But the gay and transgender community and immigrant communities also share the somewhat similar experience of being made to feel invisible in our society. The Latino Equality Alliance, for instance, argues that the parallels that both gays and undocumented individuals experience have generated the common use of the “coming out” frame—when individuals share their sexual orientation or immigration status despite fearing the repercussions they might face. The National Council of La Raza, the nation’s largest Hispanic civil rights organization, also believes it’s important to build bridges between the gay and transgender community and Latino communities, highlighting the plight of gay DREAM student who have to, in effect, come out twice.

And polling analysis also debunks the myth that there is higher opposition to marriage equality among the Latino population, seriously deflating the National Organization for Marriage’s strategy to tap into this exaggerated opposition. Specifically, Hispanics are shown to back gay marriage at the same rate as whites.

Leaders in the Latino community also support the movement for gay rights. Los Angeles Mayor Anthony Villaraigosa, a longtime supporter of immigration reform and a veteran of building diverse coalitions to fight for common interests, makes his support for marriage equality clear: “If we truly believe in family values, we should value all families. I have supported marriage equality since 1994, opposed and fought Proposition 8, am proud to serve as a co-chair of Mayors for the Freedom to Marry.”

And emerging coalitions between all of these communities across the country, in places like Chicago and New York City, prove that they are finding more common ground by the day, fighting against discrimination that, yes, denies them their civil rights.

### Actions to take:
- A) From the passage on common ground between gay and immigrant communities, extract the words beginning at "And emerging coalitions" and stopping after "their civil rights.".
- B) Continue the passage on common ground between gay and immigrant communities, starting after its final sentence.
The items that follow are not needed for any of the work here.

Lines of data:
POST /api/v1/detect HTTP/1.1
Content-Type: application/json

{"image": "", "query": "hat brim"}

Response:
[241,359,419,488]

==

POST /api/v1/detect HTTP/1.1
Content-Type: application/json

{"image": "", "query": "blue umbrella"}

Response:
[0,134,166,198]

### Outputs:
- A)
And emerging coalitions between all of these communities across the country, in places like Chicago and New York City, prove that they are finding more common ground by the day, fighting against discrimination that, yes, denies them their civil rights.

- B)
We must stay united

Divide and conquer is not a new strategy. Historically it is used by those in power who fear that the marginalized will unite behind common grievances, revolt against oppression, and overthrow the ruling forces. In that sense, the National Organization for Marriage’s race-baiting tactics are nothing more than derivative attempts to resurrect the energy behind a dwindling campaign.

Fortunately there are strong voices from the black, Latino, and gay and transgender communities that make clear that they are not competing in some bizarre kind of Oppression Olympics. One community’s struggle does not necessarily equate with another’s, but it can derive inspiration and learn important lessons from prior movements.

To be sure, there are still struggles with which these diverse communities must contend. The gay and transgender community must work harder to include gay and transgender people of color in the broader movement, for instance. The latter are often marginalized the most when gay and race identities are pit against one another—despite the fact that they reside at the crossroads and often experience double discrimination for it.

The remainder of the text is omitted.